(REQUIREMENT):
Please convert the material below into a JSON list of strings, with one string for each line and any blank lines left out.

(EXERCISE INPUT):
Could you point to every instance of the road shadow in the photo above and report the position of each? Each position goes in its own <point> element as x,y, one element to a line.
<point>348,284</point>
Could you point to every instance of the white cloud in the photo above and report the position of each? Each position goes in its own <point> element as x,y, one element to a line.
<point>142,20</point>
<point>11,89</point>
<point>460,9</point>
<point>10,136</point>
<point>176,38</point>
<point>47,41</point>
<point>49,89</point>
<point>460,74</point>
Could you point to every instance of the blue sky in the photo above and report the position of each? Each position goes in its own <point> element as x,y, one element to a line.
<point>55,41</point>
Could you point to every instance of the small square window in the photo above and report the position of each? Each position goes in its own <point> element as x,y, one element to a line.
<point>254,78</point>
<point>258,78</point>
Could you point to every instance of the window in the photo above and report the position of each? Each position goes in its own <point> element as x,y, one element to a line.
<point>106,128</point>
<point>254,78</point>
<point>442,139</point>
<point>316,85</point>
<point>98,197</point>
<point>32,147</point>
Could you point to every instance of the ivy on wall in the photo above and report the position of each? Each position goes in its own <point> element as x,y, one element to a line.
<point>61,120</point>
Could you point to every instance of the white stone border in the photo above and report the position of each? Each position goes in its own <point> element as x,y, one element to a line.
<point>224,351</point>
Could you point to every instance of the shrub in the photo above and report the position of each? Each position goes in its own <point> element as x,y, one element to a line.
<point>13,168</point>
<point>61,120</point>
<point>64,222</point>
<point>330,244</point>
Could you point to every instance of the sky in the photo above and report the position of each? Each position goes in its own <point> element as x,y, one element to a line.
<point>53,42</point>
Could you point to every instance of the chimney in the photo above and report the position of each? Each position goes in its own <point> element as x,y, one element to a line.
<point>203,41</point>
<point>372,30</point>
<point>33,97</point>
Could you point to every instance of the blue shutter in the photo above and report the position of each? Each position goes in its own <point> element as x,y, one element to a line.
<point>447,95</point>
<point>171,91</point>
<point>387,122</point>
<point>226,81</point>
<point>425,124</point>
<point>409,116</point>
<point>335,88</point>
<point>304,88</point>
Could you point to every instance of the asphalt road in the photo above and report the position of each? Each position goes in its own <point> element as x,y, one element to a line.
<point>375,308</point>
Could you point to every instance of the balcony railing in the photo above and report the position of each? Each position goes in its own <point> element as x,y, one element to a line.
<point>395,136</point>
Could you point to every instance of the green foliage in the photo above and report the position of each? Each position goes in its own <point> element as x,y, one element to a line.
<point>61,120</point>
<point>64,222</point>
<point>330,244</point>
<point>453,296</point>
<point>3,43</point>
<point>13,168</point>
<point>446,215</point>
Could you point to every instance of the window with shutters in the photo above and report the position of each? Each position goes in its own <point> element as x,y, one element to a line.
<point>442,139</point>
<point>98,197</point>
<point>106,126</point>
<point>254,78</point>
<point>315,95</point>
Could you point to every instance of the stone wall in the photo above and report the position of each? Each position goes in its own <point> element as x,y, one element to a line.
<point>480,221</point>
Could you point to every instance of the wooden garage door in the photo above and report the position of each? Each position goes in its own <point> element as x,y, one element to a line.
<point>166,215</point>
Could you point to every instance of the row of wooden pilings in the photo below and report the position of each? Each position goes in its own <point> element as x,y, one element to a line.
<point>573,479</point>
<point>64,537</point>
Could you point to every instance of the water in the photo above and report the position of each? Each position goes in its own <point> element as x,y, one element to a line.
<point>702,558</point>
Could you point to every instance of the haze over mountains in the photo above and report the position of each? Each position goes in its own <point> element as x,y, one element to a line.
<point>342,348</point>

(SOLUTION TO THE EXERCISE):
[
  "Could you point to every instance of the road shadow in the photo above and report the position of each? Each position goes in its own <point> element as x,y, one element to a line.",
  "<point>348,284</point>",
  "Could you point to every instance of the white cloud in the photo above and report the position of each? Each position goes in its own <point> element as x,y, one element to a line.",
  "<point>142,20</point>",
  "<point>11,89</point>",
  "<point>460,9</point>",
  "<point>10,136</point>",
  "<point>176,38</point>",
  "<point>47,41</point>",
  "<point>49,89</point>",
  "<point>460,74</point>",
  "Could you point to every instance of the blue sky in the photo above and report the position of each? Each position goes in its own <point> element as x,y, one element to a line.",
  "<point>55,41</point>",
  "Could you point to every instance of the small square window in the photo above and report the position of each? Each position goes in its own <point> element as x,y, one element to a line.",
  "<point>254,78</point>",
  "<point>258,78</point>",
  "Could you point to every instance of the window in the photo above and report the position of each? Each position goes in its own <point> element as x,y, one element to a line.",
  "<point>106,128</point>",
  "<point>254,78</point>",
  "<point>442,139</point>",
  "<point>316,85</point>",
  "<point>98,197</point>",
  "<point>32,147</point>",
  "Could you point to every instance of the ivy on wall in the photo above and report the position of each? Each position goes in its own <point> element as x,y, one element to a line.",
  "<point>61,120</point>",
  "Could you point to every instance of the white stone border in the photo above and report the position of each? Each position goes in its own <point> element as x,y, one element to a line.",
  "<point>224,351</point>",
  "Could you point to every instance of the shrub in the photo above and report the position of each? Each position goes in its own <point> element as x,y, one element to a line.",
  "<point>13,168</point>",
  "<point>61,120</point>",
  "<point>64,222</point>",
  "<point>330,244</point>",
  "Could you point to every instance of the sky in the photo above and report the position of each? Each position goes in its own <point> element as x,y, one element to a line.",
  "<point>53,42</point>",
  "Could you point to every instance of the chimney in the photo above and report the position of each? Each position goes in its own <point> element as x,y, one element to a line.",
  "<point>203,41</point>",
  "<point>372,30</point>",
  "<point>33,97</point>",
  "Could you point to every instance of the blue shutter in the photo above and report the position of each? Each position goes in its own <point> element as x,y, one element to a line.",
  "<point>447,95</point>",
  "<point>171,91</point>",
  "<point>387,122</point>",
  "<point>226,81</point>",
  "<point>425,124</point>",
  "<point>409,116</point>",
  "<point>335,88</point>",
  "<point>304,88</point>",
  "Could you point to every instance of the asphalt road in the photo above and report the position of each? Each position goes in its own <point> element as x,y, one element to a line.",
  "<point>375,308</point>",
  "Could you point to every instance of the balcony railing in the photo above and report the position of each? Each position goes in its own <point> element as x,y, one element to a line.",
  "<point>395,136</point>",
  "Could you point to every instance of the green foliage in the photo above and report the position of each? Each position goes in its own <point> element as x,y, one element to a line.",
  "<point>61,120</point>",
  "<point>64,222</point>",
  "<point>330,244</point>",
  "<point>453,296</point>",
  "<point>3,43</point>",
  "<point>13,168</point>",
  "<point>446,215</point>",
  "Could you point to every instance of the window with shutters in the photo above and report the position of each? Each position goes in its own <point> element as x,y, one element to a line.",
  "<point>442,139</point>",
  "<point>98,197</point>",
  "<point>106,126</point>",
  "<point>254,78</point>",
  "<point>315,95</point>",
  "Could you point to every instance of the stone wall in the photo above and report the position of each? Each position goes in its own <point> element as x,y, one element to a line.",
  "<point>480,221</point>",
  "Could you point to every instance of the wooden garage door in the photo above and report the position of each? Each position goes in its own <point> element as x,y, one element to a line.",
  "<point>166,215</point>",
  "Could you point to every instance of the row of wooden pilings in the photo below and report the position of each? Each position goes in its own <point> element as x,y, one element to a line.",
  "<point>573,479</point>",
  "<point>64,537</point>",
  "Could you point to every instance of the water in the photo above and report the position of each? Each position goes in its own <point> element as x,y, one element to a line.",
  "<point>702,558</point>",
  "Could you point to every instance of the haze over mountains in the photo above and report the position of each? Each position goes in its own <point> element as x,y, one element to a line.",
  "<point>342,348</point>"
]